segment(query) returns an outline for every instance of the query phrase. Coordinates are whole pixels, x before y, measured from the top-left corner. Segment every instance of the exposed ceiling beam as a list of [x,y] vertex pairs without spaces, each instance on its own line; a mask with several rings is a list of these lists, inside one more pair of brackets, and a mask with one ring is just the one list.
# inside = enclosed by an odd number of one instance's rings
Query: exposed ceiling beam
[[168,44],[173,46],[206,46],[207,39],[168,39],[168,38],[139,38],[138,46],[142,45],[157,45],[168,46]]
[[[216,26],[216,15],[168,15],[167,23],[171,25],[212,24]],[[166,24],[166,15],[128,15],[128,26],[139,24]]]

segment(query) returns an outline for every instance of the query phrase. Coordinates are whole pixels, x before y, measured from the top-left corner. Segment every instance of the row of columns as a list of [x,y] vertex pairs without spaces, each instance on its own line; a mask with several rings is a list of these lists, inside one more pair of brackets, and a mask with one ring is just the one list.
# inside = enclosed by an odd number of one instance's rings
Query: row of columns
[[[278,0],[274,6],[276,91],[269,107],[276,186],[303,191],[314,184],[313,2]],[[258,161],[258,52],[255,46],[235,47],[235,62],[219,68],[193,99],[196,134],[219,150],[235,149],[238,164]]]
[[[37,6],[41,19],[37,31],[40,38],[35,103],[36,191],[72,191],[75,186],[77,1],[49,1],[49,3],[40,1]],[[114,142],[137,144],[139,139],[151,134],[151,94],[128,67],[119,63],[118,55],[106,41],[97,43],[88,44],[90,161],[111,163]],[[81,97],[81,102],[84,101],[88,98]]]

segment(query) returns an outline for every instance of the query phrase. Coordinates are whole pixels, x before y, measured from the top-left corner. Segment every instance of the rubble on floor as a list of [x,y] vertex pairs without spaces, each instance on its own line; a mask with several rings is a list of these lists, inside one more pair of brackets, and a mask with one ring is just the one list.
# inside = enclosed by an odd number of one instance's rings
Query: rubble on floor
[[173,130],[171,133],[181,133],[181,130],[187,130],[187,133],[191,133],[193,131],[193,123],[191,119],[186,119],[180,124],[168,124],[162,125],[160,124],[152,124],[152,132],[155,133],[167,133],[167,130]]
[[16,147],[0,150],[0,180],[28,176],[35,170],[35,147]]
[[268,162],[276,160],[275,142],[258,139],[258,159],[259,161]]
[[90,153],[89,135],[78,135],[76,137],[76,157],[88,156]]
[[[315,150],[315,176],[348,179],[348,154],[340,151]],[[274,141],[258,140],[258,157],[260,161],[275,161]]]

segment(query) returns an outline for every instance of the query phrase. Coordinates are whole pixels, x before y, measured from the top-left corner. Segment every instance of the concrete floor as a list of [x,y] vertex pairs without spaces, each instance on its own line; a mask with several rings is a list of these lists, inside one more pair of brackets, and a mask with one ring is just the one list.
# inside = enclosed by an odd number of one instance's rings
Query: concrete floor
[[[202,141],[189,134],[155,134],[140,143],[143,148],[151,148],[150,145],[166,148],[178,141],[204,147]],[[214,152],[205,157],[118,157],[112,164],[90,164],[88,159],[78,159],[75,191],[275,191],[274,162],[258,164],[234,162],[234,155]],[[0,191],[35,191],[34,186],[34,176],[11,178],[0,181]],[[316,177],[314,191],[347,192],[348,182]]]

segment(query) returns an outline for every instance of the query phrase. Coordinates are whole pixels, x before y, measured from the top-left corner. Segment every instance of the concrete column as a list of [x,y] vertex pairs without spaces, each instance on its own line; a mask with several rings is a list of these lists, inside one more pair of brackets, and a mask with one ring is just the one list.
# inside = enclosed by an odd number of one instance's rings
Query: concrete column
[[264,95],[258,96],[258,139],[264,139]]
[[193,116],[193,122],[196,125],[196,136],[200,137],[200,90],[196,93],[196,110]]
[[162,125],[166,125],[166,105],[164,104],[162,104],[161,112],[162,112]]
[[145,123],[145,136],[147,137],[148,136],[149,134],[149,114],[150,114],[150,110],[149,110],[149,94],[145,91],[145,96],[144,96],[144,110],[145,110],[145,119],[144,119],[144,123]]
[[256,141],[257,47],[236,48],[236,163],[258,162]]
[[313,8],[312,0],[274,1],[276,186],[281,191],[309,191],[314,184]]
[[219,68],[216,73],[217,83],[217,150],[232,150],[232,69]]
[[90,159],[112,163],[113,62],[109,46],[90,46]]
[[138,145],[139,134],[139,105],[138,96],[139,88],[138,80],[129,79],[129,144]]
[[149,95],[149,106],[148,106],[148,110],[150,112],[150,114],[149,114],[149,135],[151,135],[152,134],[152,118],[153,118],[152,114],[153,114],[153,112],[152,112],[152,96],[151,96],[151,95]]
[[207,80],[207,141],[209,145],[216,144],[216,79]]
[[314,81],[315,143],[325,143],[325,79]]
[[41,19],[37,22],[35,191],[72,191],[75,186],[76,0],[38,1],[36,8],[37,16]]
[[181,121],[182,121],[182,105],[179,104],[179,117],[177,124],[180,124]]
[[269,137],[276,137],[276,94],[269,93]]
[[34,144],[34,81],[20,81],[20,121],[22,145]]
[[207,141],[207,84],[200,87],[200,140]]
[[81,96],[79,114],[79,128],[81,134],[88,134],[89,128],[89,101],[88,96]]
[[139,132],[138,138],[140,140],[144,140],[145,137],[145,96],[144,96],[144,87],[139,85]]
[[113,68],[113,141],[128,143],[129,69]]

○ ○ ○ ○

> _Exercise directions_
Reproduce the entire listing above verbatim, from its first line through its last.

> _Answer to this problem_
segment(query) returns an outline for every instance of the query phrase. Coordinates are whole pixels, x before y, measured from the top-left corner. Segment every instance of the exposed ceiling beam as a list of [x,y] vertex pairs without spaces, each instance on its own line; a mask with several rings is a list of these lists, inside one more pair of brackets, and a mask with one ring is just the one list.
# inside = enclosed by an odd number of one instance's rings
Query: exposed ceiling beam
[[168,44],[173,46],[206,46],[207,39],[168,39],[168,38],[139,38],[138,46],[142,45],[157,45],[168,46]]
[[[216,26],[216,15],[168,15],[167,23],[171,25],[212,24]],[[166,24],[166,15],[128,15],[128,26],[139,24]]]

segment(query) returns an outline for every instance of the query phrase. Coordinates are whole pixels, x before y, measured from the top-left corner. Segment every instance of the row of columns as a list of [x,y] vertex pairs without spaces, each instance on its own line; a mask with several rings is a list of these lists, inside one more pair of brackets, and a mask with one ring is just the one list.
# inside = enclosed by an odd number of one instance's rings
Query: row of columns
[[[278,0],[274,6],[276,91],[269,107],[276,186],[303,191],[314,184],[313,2]],[[258,161],[258,52],[255,46],[235,47],[235,62],[219,68],[193,99],[196,134],[219,150],[235,149],[238,164]]]
[[[37,6],[41,19],[37,31],[40,38],[35,103],[36,191],[72,191],[75,186],[77,1],[49,1],[49,3],[40,1]],[[114,142],[137,144],[139,139],[151,134],[151,94],[128,67],[119,63],[118,55],[106,41],[97,43],[88,44],[90,161],[111,163]],[[81,97],[81,102],[84,101],[88,98]]]

segment(query) returns an outline for every instance of the query phrase. Coordinates are whole pixels, x before y, measured from the top-left corner. Segment every instance of the rubble on floor as a list of [x,y] vertex pairs without spaces, each instance on its own line; a mask with several rings is a list of these lists, inside one more pair of brackets, and a mask with one ring is just the one list.
# inside = enclosed by an odd number of one instance's rings
Query: rubble on floor
[[173,130],[171,133],[181,133],[181,130],[187,130],[187,133],[191,133],[193,131],[193,123],[191,119],[186,119],[180,124],[168,124],[162,125],[160,124],[152,124],[152,132],[155,133],[167,133],[167,130]]
[[16,147],[0,150],[0,180],[28,176],[35,170],[35,147]]
[[268,162],[276,160],[275,142],[258,139],[258,159],[259,161]]
[[90,153],[89,135],[78,135],[76,137],[76,157],[88,156]]
[[[315,150],[315,176],[348,179],[348,154],[340,151]],[[274,141],[258,140],[258,157],[260,161],[275,161]]]

segment(query) returns an outline for every instance of the query phrase. Coordinates are whole pixels, x before y, measured from the top-left corner. Segment every instance of the concrete floor as a list of [x,y] vertex pairs without spaces, each instance on its own line; a mask with several rings is a list of these lists, inside one more pair of brackets, and a mask with one ring is just the one list.
# inside = enclosed by an odd number of one instance's rings
Query: concrete floor
[[[202,141],[189,134],[155,134],[140,143],[143,148],[151,148],[150,145],[166,148],[178,141],[204,147]],[[214,152],[205,157],[118,157],[112,164],[90,164],[88,159],[78,159],[75,191],[275,191],[274,162],[258,164],[234,162],[234,155]],[[0,191],[35,191],[34,186],[34,176],[11,178],[0,181]],[[316,177],[314,191],[347,192],[348,182]]]

segment(query) returns an outline for every instance of the query phrase. Coordinates are whole pixels, x before y, measured from the top-left corner. Segment every instance of the concrete column as a list of [x,y] vertex pairs without spaces, each instance on its own line; a mask with several rings is a list of these lists, inside one more pair of brackets, and a mask with one ring is just the one list.
# inside = enclosed by an odd number of one instance's rings
Query: concrete column
[[264,95],[258,96],[258,139],[264,139]]
[[193,116],[193,122],[196,125],[196,136],[200,137],[200,90],[196,93],[196,110]]
[[162,125],[166,125],[166,105],[164,104],[162,104],[161,112],[162,112]]
[[145,123],[145,136],[147,137],[148,136],[149,134],[149,114],[150,114],[150,110],[149,110],[149,94],[145,91],[145,96],[144,96],[144,110],[145,110],[145,119],[144,119],[144,123]]
[[256,141],[257,47],[236,48],[236,163],[258,162]]
[[313,8],[312,0],[274,1],[276,186],[281,191],[309,191],[314,184]]
[[219,68],[216,73],[217,83],[217,150],[232,150],[232,69]]
[[90,159],[112,163],[113,62],[109,46],[90,46]]
[[138,145],[139,134],[139,105],[138,96],[139,88],[138,80],[129,79],[129,144]]
[[149,95],[149,106],[148,106],[148,110],[150,112],[150,114],[149,114],[149,135],[151,135],[152,134],[152,118],[153,118],[152,114],[153,114],[153,112],[152,112],[152,96],[151,96],[151,95]]
[[207,80],[207,141],[209,145],[216,144],[216,79]]
[[314,81],[315,143],[325,143],[325,79]]
[[41,19],[37,22],[35,191],[72,191],[75,186],[76,0],[38,1],[36,8],[37,16]]
[[181,121],[182,121],[182,105],[179,104],[179,117],[177,124],[180,124]]
[[269,137],[276,137],[276,94],[269,93]]
[[34,144],[34,81],[20,81],[20,121],[22,145]]
[[207,141],[207,84],[200,87],[200,140]]
[[81,96],[79,114],[79,128],[81,134],[88,134],[89,128],[89,101],[88,96]]
[[139,132],[138,138],[140,140],[144,140],[145,137],[145,96],[144,96],[144,87],[139,85]]
[[113,68],[113,141],[128,143],[129,69]]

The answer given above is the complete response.